▸ **Task goal**
Tally the lines of the listing below that contain the word "person". Reply with that number alone.

▸ **Data section**

___

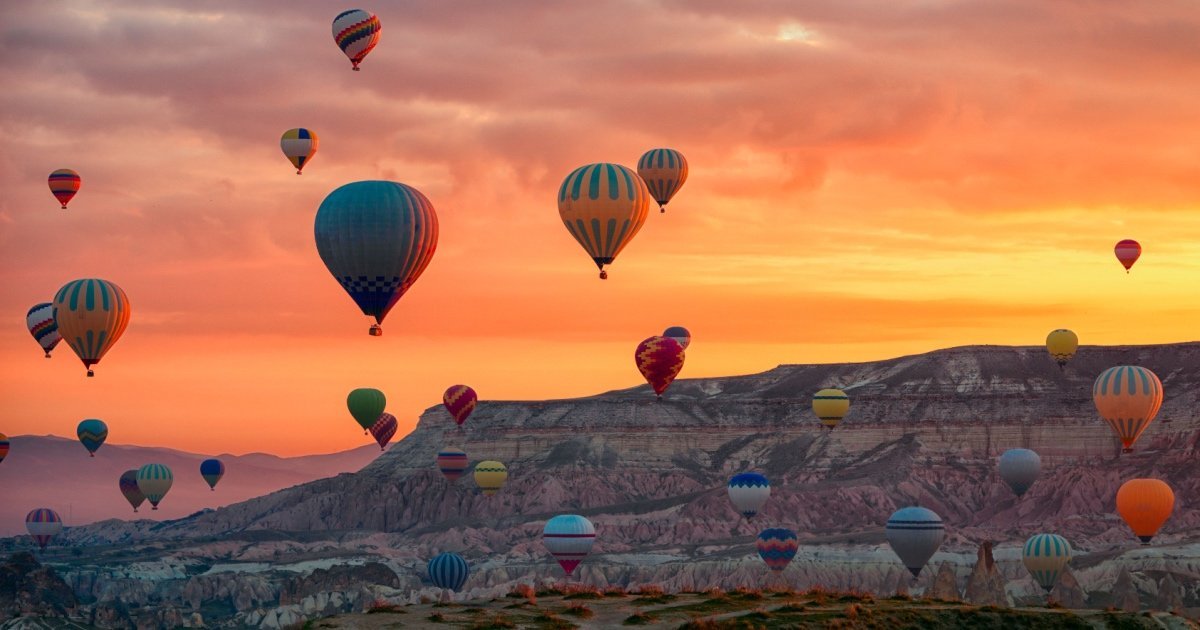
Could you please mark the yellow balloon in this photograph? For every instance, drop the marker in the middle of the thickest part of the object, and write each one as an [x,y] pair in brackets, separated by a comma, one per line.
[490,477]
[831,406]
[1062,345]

___

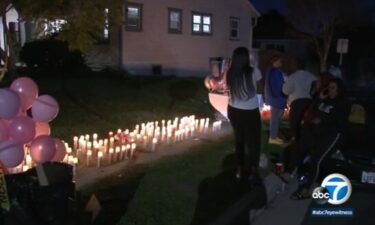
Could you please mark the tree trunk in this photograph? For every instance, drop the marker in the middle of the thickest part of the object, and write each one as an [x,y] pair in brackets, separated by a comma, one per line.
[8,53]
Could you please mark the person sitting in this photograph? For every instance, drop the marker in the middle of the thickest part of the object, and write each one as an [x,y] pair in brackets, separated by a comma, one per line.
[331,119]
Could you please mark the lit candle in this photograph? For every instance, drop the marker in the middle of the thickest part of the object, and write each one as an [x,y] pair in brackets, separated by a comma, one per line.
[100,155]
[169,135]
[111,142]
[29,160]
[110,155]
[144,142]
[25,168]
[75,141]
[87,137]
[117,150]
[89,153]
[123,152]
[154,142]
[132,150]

___

▸ **Task response**
1